Problem to solve:
Please copy every row below word for word, leaving out the pictures.

>>

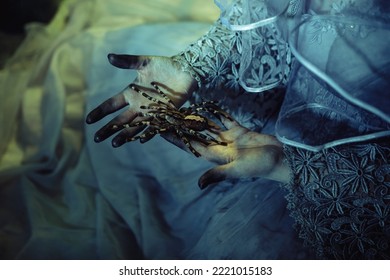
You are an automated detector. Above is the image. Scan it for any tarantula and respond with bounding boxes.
[125,82,231,157]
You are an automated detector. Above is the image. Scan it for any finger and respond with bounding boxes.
[139,127,157,144]
[112,126,145,148]
[94,110,137,143]
[86,93,128,124]
[160,132,207,157]
[198,163,233,190]
[220,112,240,129]
[107,53,150,70]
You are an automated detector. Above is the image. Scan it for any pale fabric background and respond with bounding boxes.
[0,0,308,259]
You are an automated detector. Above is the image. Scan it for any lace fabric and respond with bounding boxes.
[285,138,390,259]
[175,0,390,259]
[175,0,390,151]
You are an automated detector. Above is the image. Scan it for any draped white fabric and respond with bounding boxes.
[0,0,308,259]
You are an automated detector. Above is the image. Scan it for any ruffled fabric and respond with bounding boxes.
[285,138,390,259]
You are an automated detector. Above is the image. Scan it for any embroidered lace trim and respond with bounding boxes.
[285,138,390,259]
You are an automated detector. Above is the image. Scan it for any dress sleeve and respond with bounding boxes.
[285,138,390,259]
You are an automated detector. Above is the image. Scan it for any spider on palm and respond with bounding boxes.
[125,82,230,157]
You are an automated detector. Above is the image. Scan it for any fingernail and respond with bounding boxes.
[107,53,115,63]
[198,178,209,190]
[85,116,92,124]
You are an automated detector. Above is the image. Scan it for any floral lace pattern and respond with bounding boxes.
[173,19,284,131]
[173,16,291,92]
[285,138,390,259]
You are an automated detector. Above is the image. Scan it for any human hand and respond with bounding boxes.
[163,117,290,189]
[86,54,197,147]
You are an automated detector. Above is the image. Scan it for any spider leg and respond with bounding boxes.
[186,129,227,146]
[175,129,202,157]
[123,121,150,128]
[126,126,161,144]
[129,84,166,106]
[151,82,176,108]
[191,101,233,121]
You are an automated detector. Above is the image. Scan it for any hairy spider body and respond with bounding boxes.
[126,83,230,157]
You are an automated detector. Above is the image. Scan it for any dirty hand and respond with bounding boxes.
[86,54,197,147]
[163,115,290,189]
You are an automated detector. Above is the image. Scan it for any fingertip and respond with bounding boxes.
[107,53,115,64]
[93,135,102,143]
[198,169,227,190]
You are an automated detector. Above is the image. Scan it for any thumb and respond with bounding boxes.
[198,163,232,190]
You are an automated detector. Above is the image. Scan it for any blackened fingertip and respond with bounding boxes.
[107,53,115,64]
[85,115,93,124]
[198,180,208,190]
[111,141,120,148]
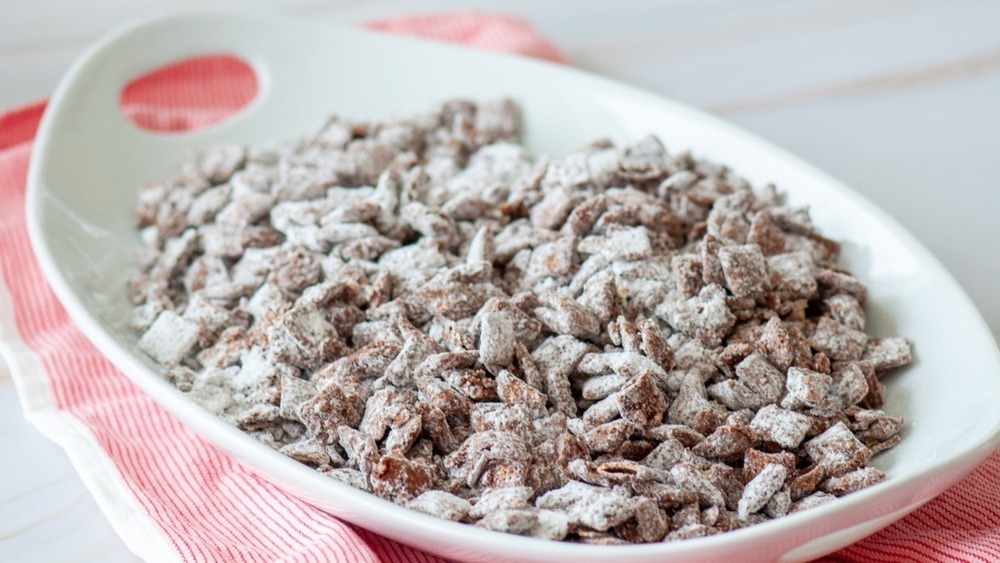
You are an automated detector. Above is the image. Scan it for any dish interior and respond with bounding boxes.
[29,9,1000,563]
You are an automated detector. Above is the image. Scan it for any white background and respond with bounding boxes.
[0,0,1000,561]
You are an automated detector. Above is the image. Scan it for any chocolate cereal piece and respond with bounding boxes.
[135,99,912,545]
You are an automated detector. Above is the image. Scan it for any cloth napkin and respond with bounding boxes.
[0,12,1000,561]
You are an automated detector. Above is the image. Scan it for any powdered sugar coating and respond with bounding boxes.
[131,100,911,544]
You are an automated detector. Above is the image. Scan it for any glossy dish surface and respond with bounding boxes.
[28,9,1000,561]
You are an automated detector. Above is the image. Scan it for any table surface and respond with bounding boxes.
[0,0,1000,561]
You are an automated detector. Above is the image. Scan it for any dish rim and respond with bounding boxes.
[26,10,1000,558]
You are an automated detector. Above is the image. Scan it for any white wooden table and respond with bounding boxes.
[0,0,1000,561]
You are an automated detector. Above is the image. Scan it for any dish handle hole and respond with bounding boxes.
[119,54,259,133]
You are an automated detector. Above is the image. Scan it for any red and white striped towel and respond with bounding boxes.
[0,12,1000,561]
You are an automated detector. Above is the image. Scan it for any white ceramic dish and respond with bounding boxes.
[28,9,1000,562]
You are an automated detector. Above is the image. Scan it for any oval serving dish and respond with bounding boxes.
[28,9,1000,563]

<<

Result of the task:
You are an automated detector. Above is the image. Scan it for any tarantula and respond with bounding boxes.
[125,82,231,157]
You are an automated detector. Above is the image. Scan it for any finger and respond with bounding boxes.
[139,127,157,144]
[112,126,145,148]
[94,110,137,143]
[86,93,128,124]
[160,132,207,157]
[198,163,233,190]
[220,112,240,129]
[107,53,150,70]
You are an automated detector. Above is the image. Scan it for any pale fabric background and respond with bounding boxes.
[0,0,308,259]
You are an automated detector. Above is the image. Scan it for any lace fabric and respond with bounding boxes.
[285,138,390,259]
[175,0,390,259]
[175,0,390,151]
You are an automated detector. Above is the image. Scan it for any draped white fabric and respond with bounding boxes.
[0,0,308,259]
You are an automated detector. Above is the image. Scan it for any ruffled fabric and respond with bounding boxes.
[285,138,390,259]
You are an automated detector. Above is the image. Scan it for any embroidered lace trim and respond with bounding boxes.
[285,138,390,259]
You are an automated detector. Above is the image. Scan it for any dress sleeve and respond with bounding boxes.
[285,138,390,259]
You are an automated detector. Above is the image. Scan it for any spider on palm and respond with bounding boxes.
[125,82,230,157]
You are an automated detector. Above is the image. Scan it for any fingernail and respond with bounding boxes.
[107,53,115,63]
[198,178,209,190]
[85,116,92,124]
You are an automated detector. Above is the image. Scan it for any floral lace pattern and respond with bounding boxes.
[173,19,284,131]
[173,16,291,92]
[285,138,390,259]
You are an automated detector. Above is the image. Scan it for any human hand and respond with bounding boxes.
[163,117,290,189]
[86,54,197,147]
You are an automated detector. Above is the image. Scan it for any spider leg and respond with bounding boxes.
[186,129,227,146]
[175,129,202,157]
[123,121,150,128]
[126,126,161,144]
[129,84,166,106]
[151,82,176,108]
[191,101,233,121]
You are an automated detector. Above is the image. Scan it for any hairy spider body and respond with bounding boxes.
[126,83,230,157]
You are an automated detector. Above is the image. Scan it for any dirty hand and respond with bounding boxes.
[86,54,197,147]
[163,115,290,189]
You are an automated detector. Above is the image. Scan it for any fingertip and respond with bounding boxes.
[107,53,115,64]
[93,135,102,143]
[198,169,227,190]
You are an automated detector. Above is the image. Scan it for any thumb and respond with bounding boxes.
[198,163,232,190]
You are an automated detector. Above is the image. Scan it for any blackened fingertip and respond with bounding boxes.
[107,53,115,64]
[85,115,93,124]
[198,180,208,190]
[111,141,120,148]
You are an automated detector. Above is the image. Scan it for any dish interior and respond with bounding boxes.
[29,9,1000,563]
You are an automated detector. Above is the image. Scan it for any white background and respond with bounding boxes.
[0,0,1000,561]
You are an automated detector. Above is the image. Scan it for any chocolate cereal piece and respond with bounding boxes.
[135,99,912,545]
You are an automated detector. Above is the image. Scan it for any cloth napkin and respond with bounding boxes.
[0,12,1000,561]
You are an automated detector. Above is the image. Scan it for any powdered sugar coating and respond with bounding boxes.
[131,100,911,544]
You are an automated detector. Above is the image. Scan it for any glossy dish surface and respond with bounding boxes.
[28,9,1000,561]
You are an automated detector. Above is the image. Scan it for any table surface and respond with bounding boxes.
[0,0,1000,561]
You are an automated detector. Above is the image. Scan it for any dish rim and respond with bounding boxes.
[26,10,1000,558]
You are an automated detector. Above is the image. Scan it for any white wooden table and respond with bounding boxes.
[0,0,1000,561]
You are an automated detector. Above is the image. Scan it for any dish handle hole and respond with bounding boxes.
[119,54,259,133]
You are an automated detector. Above is the image. Scan it for any red and white striped towel and respond with bounding boxes.
[0,12,1000,561]
You are an automated detector. Above is the image. Scan it for any white ceramic dish and respond with bounding boxes.
[28,9,1000,562]
You are an automated detector. Above is the image. Scan it for any oval serving dish and respond with bounding boxes.
[28,9,1000,563]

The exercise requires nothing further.